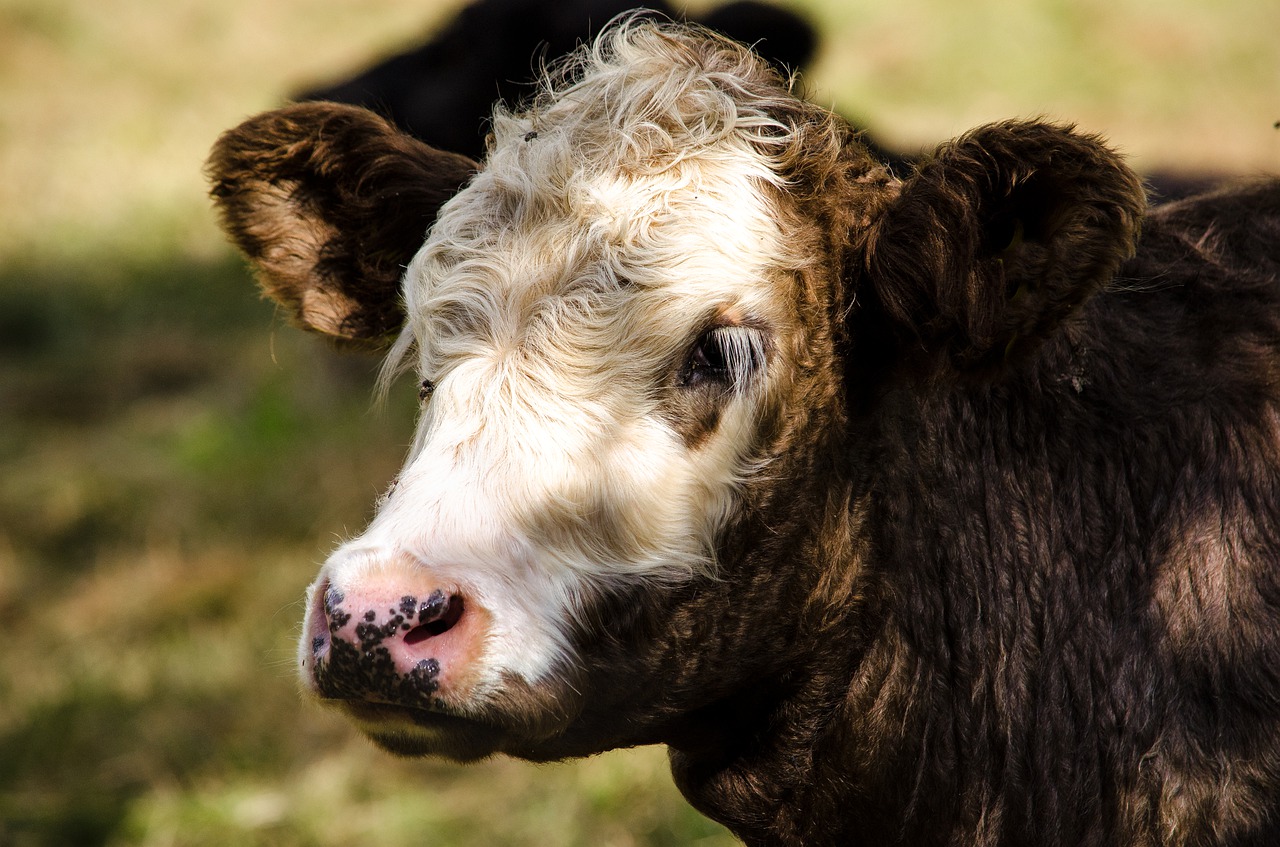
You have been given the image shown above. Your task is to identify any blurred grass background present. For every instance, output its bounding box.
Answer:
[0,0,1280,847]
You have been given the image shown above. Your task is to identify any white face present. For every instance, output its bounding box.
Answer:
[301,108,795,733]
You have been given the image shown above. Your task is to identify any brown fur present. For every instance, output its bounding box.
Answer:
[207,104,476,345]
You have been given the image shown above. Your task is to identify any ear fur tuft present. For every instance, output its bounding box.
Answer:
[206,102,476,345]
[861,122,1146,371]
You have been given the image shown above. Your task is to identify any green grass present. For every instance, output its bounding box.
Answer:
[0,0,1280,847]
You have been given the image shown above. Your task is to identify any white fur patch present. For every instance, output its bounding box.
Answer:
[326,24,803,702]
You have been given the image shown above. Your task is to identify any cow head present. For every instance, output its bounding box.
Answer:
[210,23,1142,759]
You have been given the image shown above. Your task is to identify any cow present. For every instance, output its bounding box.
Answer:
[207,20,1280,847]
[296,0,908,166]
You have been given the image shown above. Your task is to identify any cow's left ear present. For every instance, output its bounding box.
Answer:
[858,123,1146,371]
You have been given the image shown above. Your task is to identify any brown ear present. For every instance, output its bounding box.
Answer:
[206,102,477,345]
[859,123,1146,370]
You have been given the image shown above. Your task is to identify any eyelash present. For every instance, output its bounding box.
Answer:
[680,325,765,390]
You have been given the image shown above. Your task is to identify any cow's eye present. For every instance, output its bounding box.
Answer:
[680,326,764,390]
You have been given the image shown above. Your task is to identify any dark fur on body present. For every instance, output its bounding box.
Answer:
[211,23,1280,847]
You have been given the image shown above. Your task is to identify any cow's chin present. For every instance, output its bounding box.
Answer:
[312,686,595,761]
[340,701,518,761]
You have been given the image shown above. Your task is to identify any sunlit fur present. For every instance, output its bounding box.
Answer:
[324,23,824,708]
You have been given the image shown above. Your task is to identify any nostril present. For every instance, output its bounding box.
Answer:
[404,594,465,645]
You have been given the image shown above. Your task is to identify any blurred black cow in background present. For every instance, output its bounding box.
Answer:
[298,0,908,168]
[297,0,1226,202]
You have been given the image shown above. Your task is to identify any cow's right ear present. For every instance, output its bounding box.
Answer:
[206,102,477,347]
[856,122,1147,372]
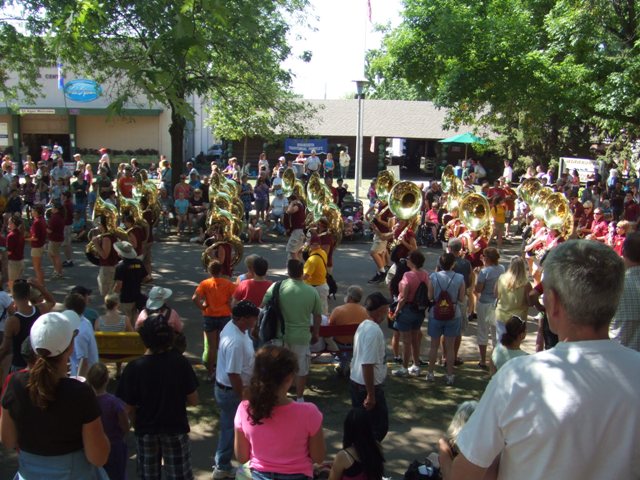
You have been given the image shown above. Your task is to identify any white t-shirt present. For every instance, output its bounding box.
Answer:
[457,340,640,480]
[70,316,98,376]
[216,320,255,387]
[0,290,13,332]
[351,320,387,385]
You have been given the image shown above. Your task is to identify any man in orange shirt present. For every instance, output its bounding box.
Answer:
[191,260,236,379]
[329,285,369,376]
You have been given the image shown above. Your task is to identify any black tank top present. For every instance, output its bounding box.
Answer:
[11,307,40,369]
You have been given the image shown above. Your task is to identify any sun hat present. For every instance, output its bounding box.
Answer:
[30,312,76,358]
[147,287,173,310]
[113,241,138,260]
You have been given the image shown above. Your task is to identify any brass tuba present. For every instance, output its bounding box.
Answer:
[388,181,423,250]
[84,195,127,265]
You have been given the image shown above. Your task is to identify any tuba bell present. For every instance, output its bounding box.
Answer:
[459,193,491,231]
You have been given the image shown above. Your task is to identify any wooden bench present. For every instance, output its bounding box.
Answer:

» Problem to solve
Return all of the items above word for word, leaving out the pictures.

» Completed task
You have been given the image shown above. Your task is to identify any blurred grass background present. For every instance, output its bounding box.
Answer:
[0,0,1280,847]
You have been given the image shown above. Your task is to identify any white face present. For every instance, output its bounding box.
Answer:
[301,108,795,733]
You have been given the image shown above. Your task is to identify any brown fur present. For every instance, output its bounding box.
Answer:
[207,104,476,345]
You have been given the image shown above. Your task is to identify any ear fur tuft present. For every instance, output its bounding box.
Answer:
[206,102,476,345]
[861,122,1146,371]
You have been given the image shown above. Your task is to identify any green grass present. For every instance, output its bounding box.
Answer:
[0,0,1280,847]
You have been given the image shown above. Your task is to identify any white fur patch present. For every instance, output its bounding box.
Answer:
[326,24,803,702]
You have been given the image shown above. Your task is to identify any cow head present. For every instance, output its bounding box.
Answer:
[210,23,1142,759]
You have been given the image shown above. Your task is to identify any cow present. For every instance, output its bounding box.
Answer:
[207,20,1280,847]
[296,0,908,166]
You have been given the image shown above. Your task is to identify any cow's left ear present. For every instance, output its bounding box.
Answer:
[858,123,1146,371]
You have been given the image shown above. Your task is to identify any brown ear present. For every instance, output its bounding box.
Answer:
[206,102,477,345]
[859,123,1146,370]
You have been given the image shown above. Your task is to identify any eyelash present. For every instance, output its bounding box.
Answer:
[680,325,765,390]
You have been given the image shown above. Your task is to identify any cow's eye present. For every instance, output its bounding box.
Answer:
[680,326,764,390]
You have been given the image shown above. Your task is to identify any dark fur on body present. For every instance, output its bounding box.
Answer:
[211,23,1280,847]
You have been given the image shown above. Your task is to identify any cow's chin present. For every instance, output its bounding box.
Answer:
[312,686,595,761]
[340,701,518,761]
You have been given the image shown above. Your task is to identify any sunlit fur present. For every instance, output its bounding box.
Answer:
[324,23,824,708]
You have been given the image shown above. Your task is to identify any nostril present. For every instance, output its bounding box.
Answer:
[404,594,465,645]
You have been given the image shown above. Your task is to identify any blurred black cow in background present. For every instance, output its bounding box.
Answer:
[298,0,908,168]
[297,0,1226,202]
You have been given the image shown above. Your task is to identify any cow's right ear present. For every instance, output its bounding box.
Answer:
[206,102,477,347]
[856,122,1147,372]
You have been given the image shown above. Your task is to identify any white t-shirt present. For every instance, output its bounding box.
Answer:
[457,340,640,480]
[70,316,98,376]
[216,320,255,387]
[0,290,13,332]
[351,320,387,385]
You have been given the image shown above. Your task is to identify any man in orange shirt present. For every instance, output its bounding box.
Answer:
[191,260,236,379]
[329,285,369,376]
You have been given the image shown above. Your task is to identify any black tank top present. For every instance, output its bounding box.
Answer:
[11,307,40,369]
You have been given the image shown above. Your task is to identify any sun hat present. For every instance, output its bounding box.
Answer:
[30,312,76,358]
[147,287,173,310]
[113,241,138,260]
You have been given the image shown above. Your task is to identify any brass tuba present. For every instance, output its bounding box.
Answer:
[388,181,423,250]
[84,195,127,265]
You have been given the image shown above. Your task is to identify any tuba bell present. For every instance, output its bounding box.
Answer:
[459,193,491,231]
You have been given the image shown above. Your task is to identify any wooden bench present. For every instance, output its bounding box.
Answer:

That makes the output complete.